◆ PROBLEM TO SOLVE:
Rewrite all of the data below with "segment every instance of" swapped for "outline each instance of" and everything else left unchanged.

Start of RECORDS SHOWN

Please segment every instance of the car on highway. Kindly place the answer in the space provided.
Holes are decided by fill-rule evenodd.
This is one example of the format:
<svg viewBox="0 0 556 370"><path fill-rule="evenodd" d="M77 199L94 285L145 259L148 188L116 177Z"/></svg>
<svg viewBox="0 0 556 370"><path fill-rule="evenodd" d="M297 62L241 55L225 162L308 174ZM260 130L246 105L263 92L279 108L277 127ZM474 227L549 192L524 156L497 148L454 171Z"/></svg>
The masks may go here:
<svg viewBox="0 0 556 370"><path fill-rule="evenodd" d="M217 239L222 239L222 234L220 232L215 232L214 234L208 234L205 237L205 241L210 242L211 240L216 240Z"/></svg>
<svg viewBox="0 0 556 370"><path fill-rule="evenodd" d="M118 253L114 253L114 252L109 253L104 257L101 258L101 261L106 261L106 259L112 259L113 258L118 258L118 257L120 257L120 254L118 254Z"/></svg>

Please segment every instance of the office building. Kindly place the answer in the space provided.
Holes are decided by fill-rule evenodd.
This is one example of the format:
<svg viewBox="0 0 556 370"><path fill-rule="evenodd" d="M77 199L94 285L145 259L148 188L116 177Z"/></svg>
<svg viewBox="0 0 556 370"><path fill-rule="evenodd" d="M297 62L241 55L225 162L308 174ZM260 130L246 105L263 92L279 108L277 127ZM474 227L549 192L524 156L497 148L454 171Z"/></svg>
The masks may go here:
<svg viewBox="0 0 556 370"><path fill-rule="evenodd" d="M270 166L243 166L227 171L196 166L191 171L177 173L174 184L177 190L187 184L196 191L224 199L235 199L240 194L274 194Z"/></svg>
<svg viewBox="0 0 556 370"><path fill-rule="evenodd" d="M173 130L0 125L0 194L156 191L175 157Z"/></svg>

End of RECORDS SHOWN

◆ RESULT OF THIS EXERCISE:
Please outline each instance of the car on highway. Kindly place the answer in the space provided.
Holes are decided by fill-rule evenodd.
This is one example of the format:
<svg viewBox="0 0 556 370"><path fill-rule="evenodd" d="M77 199L94 285L145 259L148 188L116 177Z"/></svg>
<svg viewBox="0 0 556 370"><path fill-rule="evenodd" d="M297 62L241 55L225 162L308 174ZM260 130L246 105L263 92L279 108L277 127ZM474 227L549 192L524 156L497 148L454 171Z"/></svg>
The masks may go here:
<svg viewBox="0 0 556 370"><path fill-rule="evenodd" d="M217 239L222 239L222 234L220 232L215 232L214 234L208 234L205 237L205 241L210 242L211 240L216 240Z"/></svg>
<svg viewBox="0 0 556 370"><path fill-rule="evenodd" d="M118 253L114 253L114 252L109 253L104 257L101 258L101 261L106 261L106 259L112 259L113 258L118 258L118 257L120 257L120 254L118 254Z"/></svg>

Please outline each instance of the office building. Kindly place the answer in the space provided.
Holes are decided by fill-rule evenodd.
This is one example of the format:
<svg viewBox="0 0 556 370"><path fill-rule="evenodd" d="M77 199L94 285L145 259L148 188L116 177Z"/></svg>
<svg viewBox="0 0 556 370"><path fill-rule="evenodd" d="M297 62L241 55L225 162L308 174ZM260 130L246 105L263 92L279 108L277 127ZM474 227L549 192L524 156L497 148L454 171Z"/></svg>
The masks may go here:
<svg viewBox="0 0 556 370"><path fill-rule="evenodd" d="M270 166L243 166L227 171L196 166L191 171L177 173L174 184L177 190L187 184L196 191L224 199L235 199L240 194L274 194Z"/></svg>
<svg viewBox="0 0 556 370"><path fill-rule="evenodd" d="M173 130L0 125L0 194L156 191L175 157Z"/></svg>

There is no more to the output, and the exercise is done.